__TEXTE FOURNI__.

□ □ □ □ □

AU NOM DU PEUPLE FRANCAIS
LA COUR DE CASSATION, PREMIERE CHAMBRE CIVILE, a rendu l'arrêt suivant :
Sur le pourvoi formé par M. Christophe X.,
en cassation d'un arrêt rendu le 5 juillet 1994 par la cour d'appel de Rouen (3ème chambre civile), au profit de M. Bernard Y. défendeur à la cassation ;
LA COUR, en l'audience publique du 8 novembre 1995, où étaient présents : M. Lemontey, président, M. Grégoire, conseiller rapporteur, MM.

□ □ □ □ □

__EXTRAIT DES DONNÉES__.

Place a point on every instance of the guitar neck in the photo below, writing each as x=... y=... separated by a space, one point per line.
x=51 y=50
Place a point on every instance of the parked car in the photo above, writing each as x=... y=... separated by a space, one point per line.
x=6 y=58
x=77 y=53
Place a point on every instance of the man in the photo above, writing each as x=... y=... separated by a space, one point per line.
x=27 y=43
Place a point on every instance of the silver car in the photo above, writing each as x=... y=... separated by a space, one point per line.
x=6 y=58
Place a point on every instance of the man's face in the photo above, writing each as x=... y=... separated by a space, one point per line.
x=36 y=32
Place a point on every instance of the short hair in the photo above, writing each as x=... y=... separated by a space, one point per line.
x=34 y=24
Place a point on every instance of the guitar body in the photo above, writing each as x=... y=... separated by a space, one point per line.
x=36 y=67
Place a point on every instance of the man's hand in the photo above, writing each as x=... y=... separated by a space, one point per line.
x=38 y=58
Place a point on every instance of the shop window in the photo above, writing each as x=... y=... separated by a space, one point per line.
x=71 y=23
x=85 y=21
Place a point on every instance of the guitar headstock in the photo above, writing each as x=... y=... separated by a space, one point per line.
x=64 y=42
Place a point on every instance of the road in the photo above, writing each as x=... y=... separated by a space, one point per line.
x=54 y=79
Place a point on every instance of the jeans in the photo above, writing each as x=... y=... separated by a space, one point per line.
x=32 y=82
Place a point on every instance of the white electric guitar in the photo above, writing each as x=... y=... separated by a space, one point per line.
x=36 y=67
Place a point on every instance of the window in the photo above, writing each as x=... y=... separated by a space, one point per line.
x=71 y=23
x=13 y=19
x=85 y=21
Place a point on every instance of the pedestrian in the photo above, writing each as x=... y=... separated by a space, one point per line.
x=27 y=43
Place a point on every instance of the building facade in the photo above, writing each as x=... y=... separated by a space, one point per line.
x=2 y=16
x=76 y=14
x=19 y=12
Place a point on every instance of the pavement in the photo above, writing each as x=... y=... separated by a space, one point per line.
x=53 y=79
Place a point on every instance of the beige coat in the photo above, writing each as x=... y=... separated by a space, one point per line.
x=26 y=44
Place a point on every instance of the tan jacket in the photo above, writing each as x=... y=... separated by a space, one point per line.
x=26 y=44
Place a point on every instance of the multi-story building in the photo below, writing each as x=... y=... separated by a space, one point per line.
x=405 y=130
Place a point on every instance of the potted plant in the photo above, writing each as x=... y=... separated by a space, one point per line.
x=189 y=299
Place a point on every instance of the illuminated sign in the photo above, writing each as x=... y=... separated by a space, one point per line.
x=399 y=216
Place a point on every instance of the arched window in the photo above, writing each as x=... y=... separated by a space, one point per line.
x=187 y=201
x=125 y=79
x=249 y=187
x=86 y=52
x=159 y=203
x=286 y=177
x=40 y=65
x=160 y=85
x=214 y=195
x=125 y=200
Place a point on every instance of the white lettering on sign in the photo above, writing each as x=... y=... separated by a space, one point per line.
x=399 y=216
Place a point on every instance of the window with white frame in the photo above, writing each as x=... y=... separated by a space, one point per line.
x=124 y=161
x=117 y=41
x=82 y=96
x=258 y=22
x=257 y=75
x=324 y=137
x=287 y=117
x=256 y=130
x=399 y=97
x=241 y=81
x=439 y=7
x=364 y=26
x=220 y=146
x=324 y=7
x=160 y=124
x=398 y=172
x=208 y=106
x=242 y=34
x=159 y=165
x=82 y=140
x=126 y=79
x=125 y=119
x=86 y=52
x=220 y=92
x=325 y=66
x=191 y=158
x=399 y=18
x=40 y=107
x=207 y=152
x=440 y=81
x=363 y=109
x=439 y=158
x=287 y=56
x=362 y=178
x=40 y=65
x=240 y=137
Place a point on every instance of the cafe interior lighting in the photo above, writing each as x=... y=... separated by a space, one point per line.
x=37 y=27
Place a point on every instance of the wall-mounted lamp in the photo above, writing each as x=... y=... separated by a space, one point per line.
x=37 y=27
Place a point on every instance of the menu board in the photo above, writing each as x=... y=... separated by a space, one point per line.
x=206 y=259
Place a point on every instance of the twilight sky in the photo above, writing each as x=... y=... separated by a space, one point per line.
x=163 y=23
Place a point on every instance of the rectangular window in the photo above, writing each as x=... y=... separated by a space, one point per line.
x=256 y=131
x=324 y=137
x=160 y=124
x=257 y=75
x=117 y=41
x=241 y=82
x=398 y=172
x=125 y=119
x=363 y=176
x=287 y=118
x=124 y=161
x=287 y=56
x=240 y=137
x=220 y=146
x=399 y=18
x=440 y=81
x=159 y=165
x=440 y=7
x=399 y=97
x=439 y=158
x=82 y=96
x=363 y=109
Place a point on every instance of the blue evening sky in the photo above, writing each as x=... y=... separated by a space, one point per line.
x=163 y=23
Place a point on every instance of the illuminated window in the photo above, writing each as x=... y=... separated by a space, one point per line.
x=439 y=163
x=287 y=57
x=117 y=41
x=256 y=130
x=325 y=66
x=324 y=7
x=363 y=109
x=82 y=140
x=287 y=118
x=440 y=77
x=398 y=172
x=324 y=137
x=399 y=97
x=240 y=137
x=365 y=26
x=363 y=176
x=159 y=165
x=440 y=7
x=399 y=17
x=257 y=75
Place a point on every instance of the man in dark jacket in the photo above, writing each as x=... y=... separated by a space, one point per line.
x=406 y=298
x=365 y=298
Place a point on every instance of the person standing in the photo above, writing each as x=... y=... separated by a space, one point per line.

□ □ □ □ □

__OBJET DE L'EXERCICE__. Résumez le texte fourni en deux phrases.

__RÉPONSE À LA CONSIGNE__. Au nom du peuple français, la première chambre civile de la Cour de cassation rend un arrêt sur le pourvoi formé par M. Christophe X. contre un arrêt de la cour d'appel de Rouen (3ème chambre civile) du 5 juillet 1994, rendu au profit de M. Bernard Y., défendeur à la cassation. L'audience publique a eu lieu le 8 novembre 1995, en présence notamment de M. Lemontey, président, et de M. Grégoire, conseiller rapporteur.